## [Your objective]
All entries need to be written out verbatim, with pictures omitted.

*** Opening Dataset content ***

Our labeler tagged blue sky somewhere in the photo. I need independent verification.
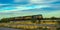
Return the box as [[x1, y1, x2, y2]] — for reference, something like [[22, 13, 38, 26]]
[[0, 0, 60, 19]]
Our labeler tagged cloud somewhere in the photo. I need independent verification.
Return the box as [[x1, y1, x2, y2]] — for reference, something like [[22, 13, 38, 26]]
[[0, 4, 11, 6], [0, 0, 60, 19], [30, 0, 58, 4], [0, 5, 50, 12], [14, 0, 29, 4]]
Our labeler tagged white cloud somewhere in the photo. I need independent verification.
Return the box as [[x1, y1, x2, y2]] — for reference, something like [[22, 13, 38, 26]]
[[0, 5, 50, 12], [0, 4, 10, 6], [30, 0, 57, 4]]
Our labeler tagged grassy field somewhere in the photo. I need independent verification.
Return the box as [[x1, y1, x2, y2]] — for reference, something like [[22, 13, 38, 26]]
[[0, 21, 39, 29], [0, 20, 59, 30]]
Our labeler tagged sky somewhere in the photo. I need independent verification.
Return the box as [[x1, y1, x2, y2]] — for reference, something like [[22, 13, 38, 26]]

*** Closing Dataset content ***

## [Response for this exercise]
Our labeler tagged blue sky somewhere in the photo. I need independent verification.
Return the box as [[x1, y1, x2, y2]] — for reference, something like [[22, 13, 38, 26]]
[[0, 0, 60, 19]]
Our labeler tagged cloud somewhere in the photo. I need independent verification.
Return the box as [[x1, y1, x2, y2]] — for reference, something like [[22, 13, 38, 26]]
[[0, 4, 11, 6], [0, 0, 60, 19], [30, 0, 58, 4], [0, 5, 50, 12], [14, 0, 29, 4]]
Our labeler tagged white cloud somewhere in the photo. I need independent verification.
Return the box as [[x1, y1, x2, y2]] — for reference, something like [[22, 13, 38, 26]]
[[0, 5, 50, 12], [0, 4, 10, 6], [30, 0, 57, 4]]
Our labeler tagged grassy field somewhere in the photo. I need independent verification.
Return the box as [[x1, y1, x2, y2]] — for reference, something like [[22, 13, 38, 26]]
[[0, 21, 39, 29], [0, 20, 59, 30]]
Our labeler tagged sky somewhere in the photo. I need independent verification.
Return the box as [[x1, y1, x2, y2]] — for reference, something like [[22, 13, 38, 26]]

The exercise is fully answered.